_Your instructions_
Count the lines in the data below that contain the word "rusty". Give only the number.

___ Entries shown

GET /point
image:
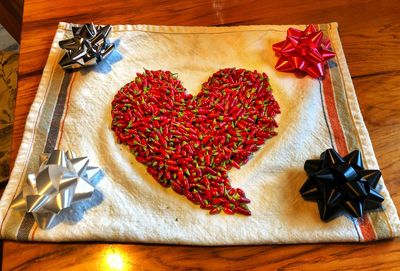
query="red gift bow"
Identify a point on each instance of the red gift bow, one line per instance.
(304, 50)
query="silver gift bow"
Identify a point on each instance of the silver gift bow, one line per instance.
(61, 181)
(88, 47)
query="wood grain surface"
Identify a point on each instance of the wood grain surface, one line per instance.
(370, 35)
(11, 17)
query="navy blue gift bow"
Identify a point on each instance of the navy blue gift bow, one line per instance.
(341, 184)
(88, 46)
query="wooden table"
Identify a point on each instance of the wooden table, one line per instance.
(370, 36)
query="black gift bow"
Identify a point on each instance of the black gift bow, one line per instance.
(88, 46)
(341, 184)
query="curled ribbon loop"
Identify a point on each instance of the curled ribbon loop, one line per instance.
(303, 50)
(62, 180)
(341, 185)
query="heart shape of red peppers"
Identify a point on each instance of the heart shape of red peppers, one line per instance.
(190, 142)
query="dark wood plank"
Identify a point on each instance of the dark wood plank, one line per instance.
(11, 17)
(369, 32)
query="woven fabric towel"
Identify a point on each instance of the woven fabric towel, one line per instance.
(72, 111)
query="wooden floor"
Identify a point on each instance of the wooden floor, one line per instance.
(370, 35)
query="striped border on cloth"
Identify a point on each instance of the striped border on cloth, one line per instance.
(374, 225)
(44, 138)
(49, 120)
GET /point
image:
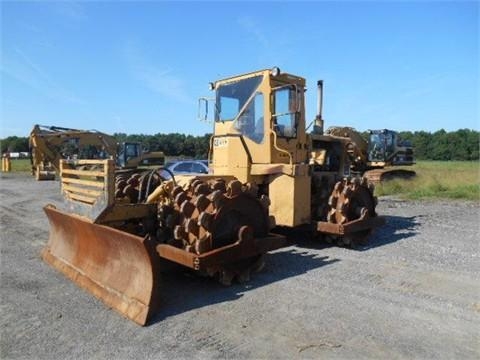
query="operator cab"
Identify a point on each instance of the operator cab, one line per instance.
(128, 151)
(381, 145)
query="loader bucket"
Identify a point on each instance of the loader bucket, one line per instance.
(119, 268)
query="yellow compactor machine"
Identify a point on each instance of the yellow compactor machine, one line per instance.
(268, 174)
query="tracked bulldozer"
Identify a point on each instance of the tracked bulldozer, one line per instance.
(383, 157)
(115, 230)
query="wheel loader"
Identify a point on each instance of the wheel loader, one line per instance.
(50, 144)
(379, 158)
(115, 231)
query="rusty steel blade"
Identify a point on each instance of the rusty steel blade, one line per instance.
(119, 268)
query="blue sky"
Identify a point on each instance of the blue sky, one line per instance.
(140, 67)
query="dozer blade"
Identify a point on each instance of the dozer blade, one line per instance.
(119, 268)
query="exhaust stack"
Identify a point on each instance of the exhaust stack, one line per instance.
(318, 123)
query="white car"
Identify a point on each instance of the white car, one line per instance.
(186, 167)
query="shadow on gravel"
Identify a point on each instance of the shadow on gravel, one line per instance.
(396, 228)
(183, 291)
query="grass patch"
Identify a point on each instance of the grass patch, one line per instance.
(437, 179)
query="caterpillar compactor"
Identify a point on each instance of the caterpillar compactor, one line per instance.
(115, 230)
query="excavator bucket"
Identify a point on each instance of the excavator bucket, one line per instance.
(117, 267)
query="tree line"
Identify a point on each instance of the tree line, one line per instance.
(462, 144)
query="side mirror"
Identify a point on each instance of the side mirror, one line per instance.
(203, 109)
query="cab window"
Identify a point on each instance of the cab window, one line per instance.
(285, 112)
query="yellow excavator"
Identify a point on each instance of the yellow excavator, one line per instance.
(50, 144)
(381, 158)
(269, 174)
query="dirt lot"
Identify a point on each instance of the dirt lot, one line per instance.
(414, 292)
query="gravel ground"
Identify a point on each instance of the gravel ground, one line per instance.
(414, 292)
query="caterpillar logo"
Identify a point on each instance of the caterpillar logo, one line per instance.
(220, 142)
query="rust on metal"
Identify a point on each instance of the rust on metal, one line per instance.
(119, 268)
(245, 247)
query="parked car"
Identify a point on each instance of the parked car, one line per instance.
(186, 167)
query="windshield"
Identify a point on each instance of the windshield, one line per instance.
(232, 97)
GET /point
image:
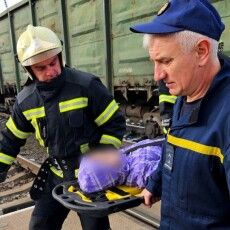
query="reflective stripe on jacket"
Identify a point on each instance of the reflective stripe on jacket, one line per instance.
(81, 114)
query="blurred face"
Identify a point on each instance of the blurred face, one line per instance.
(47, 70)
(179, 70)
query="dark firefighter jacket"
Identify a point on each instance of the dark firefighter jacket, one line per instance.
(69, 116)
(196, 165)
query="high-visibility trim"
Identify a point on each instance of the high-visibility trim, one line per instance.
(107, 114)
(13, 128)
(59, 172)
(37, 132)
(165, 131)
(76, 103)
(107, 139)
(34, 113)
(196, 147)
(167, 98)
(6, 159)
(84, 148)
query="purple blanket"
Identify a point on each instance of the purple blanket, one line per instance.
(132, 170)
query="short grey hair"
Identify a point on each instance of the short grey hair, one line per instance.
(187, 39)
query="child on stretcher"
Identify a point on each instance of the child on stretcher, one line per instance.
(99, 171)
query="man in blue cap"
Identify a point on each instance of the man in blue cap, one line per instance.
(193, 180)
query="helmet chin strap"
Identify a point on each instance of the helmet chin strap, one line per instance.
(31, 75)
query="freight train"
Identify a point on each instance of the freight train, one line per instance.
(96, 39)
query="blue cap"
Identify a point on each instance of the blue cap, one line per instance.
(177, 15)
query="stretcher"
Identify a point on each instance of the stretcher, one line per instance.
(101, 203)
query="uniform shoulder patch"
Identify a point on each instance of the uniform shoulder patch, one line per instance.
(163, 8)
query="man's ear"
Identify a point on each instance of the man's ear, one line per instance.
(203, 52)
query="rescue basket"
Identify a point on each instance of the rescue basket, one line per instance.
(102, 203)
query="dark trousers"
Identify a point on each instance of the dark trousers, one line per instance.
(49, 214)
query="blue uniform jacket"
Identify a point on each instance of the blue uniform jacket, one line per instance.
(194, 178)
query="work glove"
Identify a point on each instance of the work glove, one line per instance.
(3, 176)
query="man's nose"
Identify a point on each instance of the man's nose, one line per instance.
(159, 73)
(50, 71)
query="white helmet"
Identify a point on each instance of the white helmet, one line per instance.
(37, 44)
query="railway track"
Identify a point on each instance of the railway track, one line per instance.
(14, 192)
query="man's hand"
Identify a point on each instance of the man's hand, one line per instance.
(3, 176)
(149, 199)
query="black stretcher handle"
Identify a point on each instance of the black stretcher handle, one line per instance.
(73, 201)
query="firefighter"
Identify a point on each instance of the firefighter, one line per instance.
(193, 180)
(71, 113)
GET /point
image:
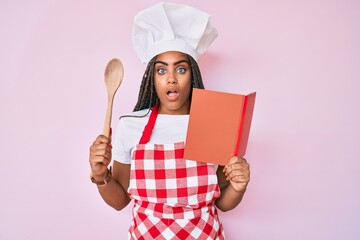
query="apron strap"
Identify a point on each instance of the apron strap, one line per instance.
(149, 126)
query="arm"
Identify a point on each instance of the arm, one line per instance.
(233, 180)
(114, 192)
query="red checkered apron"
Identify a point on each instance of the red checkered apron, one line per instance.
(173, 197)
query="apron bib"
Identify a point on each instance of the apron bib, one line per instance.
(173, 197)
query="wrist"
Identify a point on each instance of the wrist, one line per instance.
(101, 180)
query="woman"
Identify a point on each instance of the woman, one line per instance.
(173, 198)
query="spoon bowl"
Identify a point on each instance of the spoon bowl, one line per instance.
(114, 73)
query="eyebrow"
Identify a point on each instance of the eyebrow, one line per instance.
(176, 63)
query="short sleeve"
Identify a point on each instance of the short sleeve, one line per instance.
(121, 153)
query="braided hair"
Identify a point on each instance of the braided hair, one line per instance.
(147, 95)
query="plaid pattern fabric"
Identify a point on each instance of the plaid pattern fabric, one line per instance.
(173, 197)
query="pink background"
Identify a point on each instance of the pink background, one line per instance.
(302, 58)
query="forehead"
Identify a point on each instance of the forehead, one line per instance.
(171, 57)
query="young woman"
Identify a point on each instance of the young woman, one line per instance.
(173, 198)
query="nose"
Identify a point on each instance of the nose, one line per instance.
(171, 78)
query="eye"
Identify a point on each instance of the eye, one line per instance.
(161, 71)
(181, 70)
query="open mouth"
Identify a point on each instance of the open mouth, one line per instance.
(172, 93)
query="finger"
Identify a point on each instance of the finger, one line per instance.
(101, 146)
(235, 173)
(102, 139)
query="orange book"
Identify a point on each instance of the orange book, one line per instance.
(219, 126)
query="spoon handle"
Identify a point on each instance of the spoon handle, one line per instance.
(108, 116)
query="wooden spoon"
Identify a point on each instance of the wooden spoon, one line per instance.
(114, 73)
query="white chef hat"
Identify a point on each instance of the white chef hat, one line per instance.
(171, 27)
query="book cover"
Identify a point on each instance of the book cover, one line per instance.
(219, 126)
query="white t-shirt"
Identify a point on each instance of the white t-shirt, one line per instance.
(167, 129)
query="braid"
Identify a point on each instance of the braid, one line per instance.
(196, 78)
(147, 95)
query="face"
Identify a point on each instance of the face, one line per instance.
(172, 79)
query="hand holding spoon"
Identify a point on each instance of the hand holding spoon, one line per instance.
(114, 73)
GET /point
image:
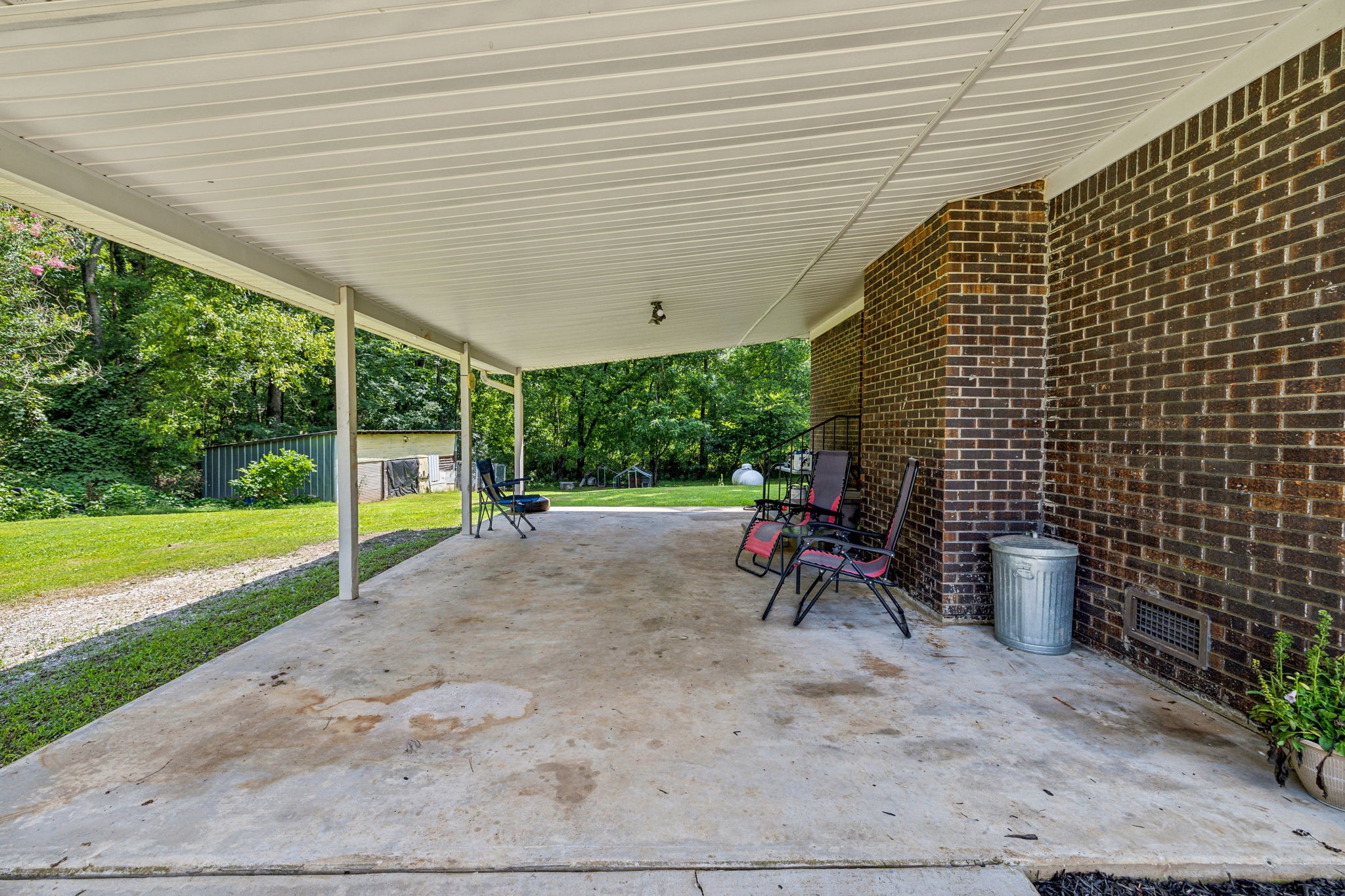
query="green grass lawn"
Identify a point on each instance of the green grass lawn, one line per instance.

______

_Reply to the exercise_
2